WHAT TO WORK ON: For this task, every record below must be reproduced exactly.
........
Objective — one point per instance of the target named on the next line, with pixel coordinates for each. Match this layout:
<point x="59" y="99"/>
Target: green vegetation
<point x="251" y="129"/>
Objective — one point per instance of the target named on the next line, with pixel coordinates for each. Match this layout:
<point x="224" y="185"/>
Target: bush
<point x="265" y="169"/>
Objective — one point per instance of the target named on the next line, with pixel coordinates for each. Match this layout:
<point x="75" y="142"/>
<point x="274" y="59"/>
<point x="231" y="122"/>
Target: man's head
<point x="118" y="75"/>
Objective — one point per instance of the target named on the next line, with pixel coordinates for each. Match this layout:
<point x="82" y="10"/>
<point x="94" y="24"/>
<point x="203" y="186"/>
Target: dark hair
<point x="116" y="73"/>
........
EXERCISE RESULT:
Objective — one point per instance of the target named on the next line, with pixel coordinates for each. Match this layout:
<point x="59" y="99"/>
Target: green vegetation
<point x="251" y="129"/>
Objective — one point per instance of the target named on the next line, with pixel coordinates for each. Match this layout:
<point x="224" y="185"/>
Target: bush
<point x="265" y="169"/>
Objective — one point per instance of the target named on the next line, with pixel coordinates for each. Match this layout:
<point x="75" y="142"/>
<point x="274" y="59"/>
<point x="231" y="122"/>
Target: man's head
<point x="118" y="75"/>
Objective — one point per instance of the target named on the next line, with pixel coordinates for each. Match this layout:
<point x="82" y="10"/>
<point x="94" y="24"/>
<point x="203" y="186"/>
Target: dark hair
<point x="116" y="73"/>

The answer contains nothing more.